Passage fourni →
■ ■ ■ ■

L'État va indemniser les victimes de la Dépakine « sans chipoter » mais n'exclut pas de se retourner vers « d'autres responsables », a indiqué dimanche 4 septembre la ministre de la Santé et des Affaires sociales, Marisol Touraine, invitée du « Grand Jury » RTL-LCI-« Le Figaro ».
Le gouvernement a annoncé le mois dernier qu'un fonds d'indemnisation serait voté au Parlement d'ici à la fin de l'année pour les victimes de la Dépakine. Interrogée sur le financement de ce fonds, elle a rejeté l'idée d'une taxe sur tous les produits de santé préconisée récemment par le député socialiste Gérard Bapt, estimant que cela n'était ni « très juste, ni très moral ». « Je suis pour que ceux qui sont responsables paient et pas pour que tout le monde mette au pot », a-t-elle déclaré, en citant l'exemple de la responsabilité du laboratoire Servier dans le scandale du Mediator.

■ ■ ■ ■

Données fournies →

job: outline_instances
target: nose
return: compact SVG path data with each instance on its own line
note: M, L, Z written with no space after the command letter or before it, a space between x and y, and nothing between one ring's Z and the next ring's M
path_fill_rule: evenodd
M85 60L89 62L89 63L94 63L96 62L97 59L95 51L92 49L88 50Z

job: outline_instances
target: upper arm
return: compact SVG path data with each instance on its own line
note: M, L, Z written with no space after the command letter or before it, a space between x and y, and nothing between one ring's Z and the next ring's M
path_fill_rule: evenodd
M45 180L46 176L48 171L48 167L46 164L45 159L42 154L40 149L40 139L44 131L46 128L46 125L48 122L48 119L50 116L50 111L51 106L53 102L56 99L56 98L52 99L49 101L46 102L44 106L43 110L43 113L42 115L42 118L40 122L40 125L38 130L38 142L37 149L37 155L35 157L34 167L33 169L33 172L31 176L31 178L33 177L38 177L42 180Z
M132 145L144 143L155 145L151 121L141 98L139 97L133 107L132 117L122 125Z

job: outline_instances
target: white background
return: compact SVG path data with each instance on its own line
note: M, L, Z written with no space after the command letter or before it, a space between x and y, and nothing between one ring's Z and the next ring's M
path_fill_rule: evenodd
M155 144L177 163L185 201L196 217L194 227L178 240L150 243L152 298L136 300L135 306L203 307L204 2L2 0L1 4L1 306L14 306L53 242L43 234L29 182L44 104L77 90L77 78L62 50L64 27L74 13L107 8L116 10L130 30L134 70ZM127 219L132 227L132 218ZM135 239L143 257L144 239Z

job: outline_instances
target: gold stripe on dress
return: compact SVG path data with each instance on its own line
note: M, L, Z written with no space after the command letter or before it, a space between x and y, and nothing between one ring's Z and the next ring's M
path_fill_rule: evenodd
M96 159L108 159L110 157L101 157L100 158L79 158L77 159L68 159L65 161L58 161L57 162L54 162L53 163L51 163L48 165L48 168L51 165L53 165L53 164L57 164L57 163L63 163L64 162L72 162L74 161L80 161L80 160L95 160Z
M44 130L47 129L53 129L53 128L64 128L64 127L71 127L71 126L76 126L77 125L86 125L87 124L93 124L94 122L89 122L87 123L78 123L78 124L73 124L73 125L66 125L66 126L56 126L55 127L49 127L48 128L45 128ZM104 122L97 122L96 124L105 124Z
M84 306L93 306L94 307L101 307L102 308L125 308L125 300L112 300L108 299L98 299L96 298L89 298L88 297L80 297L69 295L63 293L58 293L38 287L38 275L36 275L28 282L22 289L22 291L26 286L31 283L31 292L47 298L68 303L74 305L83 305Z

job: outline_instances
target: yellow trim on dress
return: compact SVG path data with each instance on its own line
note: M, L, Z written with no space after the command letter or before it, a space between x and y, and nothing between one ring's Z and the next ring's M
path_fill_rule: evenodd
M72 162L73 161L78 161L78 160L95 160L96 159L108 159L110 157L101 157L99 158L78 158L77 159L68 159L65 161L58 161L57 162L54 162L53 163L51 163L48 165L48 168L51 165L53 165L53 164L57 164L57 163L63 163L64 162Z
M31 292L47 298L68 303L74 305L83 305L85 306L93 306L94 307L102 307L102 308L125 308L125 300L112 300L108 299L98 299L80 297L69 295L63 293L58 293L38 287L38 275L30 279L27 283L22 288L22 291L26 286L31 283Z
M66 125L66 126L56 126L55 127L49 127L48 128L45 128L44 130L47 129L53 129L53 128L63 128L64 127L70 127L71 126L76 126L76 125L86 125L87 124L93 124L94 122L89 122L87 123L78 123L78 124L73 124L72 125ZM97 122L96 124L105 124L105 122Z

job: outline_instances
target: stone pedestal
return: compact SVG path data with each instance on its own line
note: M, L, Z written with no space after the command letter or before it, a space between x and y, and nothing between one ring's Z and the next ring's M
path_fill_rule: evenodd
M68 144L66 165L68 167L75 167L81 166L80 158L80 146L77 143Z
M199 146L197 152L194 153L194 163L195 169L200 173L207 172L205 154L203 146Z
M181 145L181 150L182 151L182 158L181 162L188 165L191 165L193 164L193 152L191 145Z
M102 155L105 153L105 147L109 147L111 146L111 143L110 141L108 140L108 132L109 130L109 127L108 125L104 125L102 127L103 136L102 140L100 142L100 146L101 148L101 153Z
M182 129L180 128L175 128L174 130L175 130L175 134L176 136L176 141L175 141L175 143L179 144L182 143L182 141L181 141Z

■ ■ ■ ■

Tâche à faire → Modifiez le passage fourni en le reprenant en commençant à « L'État va indemniser » et en terminant à « scandale du Mediator. », et remplacez-y « Dépakine » par « valproate ».

Solution proposée →
L'État va indemniser les victimes de la valproate « sans chipoter » mais n'exclut pas de se retourner vers « d'autres responsables », a indiqué dimanche 4 septembre la ministre de la Santé et des Affaires sociales, Marisol Touraine, invitée du « Grand Jury » RTL-LCI-« Le Figaro ».
Le gouvernement a annoncé le mois dernier qu'un fonds d'indemnisation serait voté au Parlement d'ici à la fin de l'année pour les victimes de la valproate. Interrogée sur le financement de ce fonds, elle a rejeté l'idée d'une taxe sur tous les produits de santé préconisée récemment par le député socialiste Gérard Bapt, estimant que cela n'était ni « très juste, ni très moral ». « Je suis pour que ceux qui sont responsables paient et pas pour que tout le monde mette au pot », a-t-elle déclaré, en citant l'exemple de la responsabilité du laboratoire Servier dans le scandale du Mediator.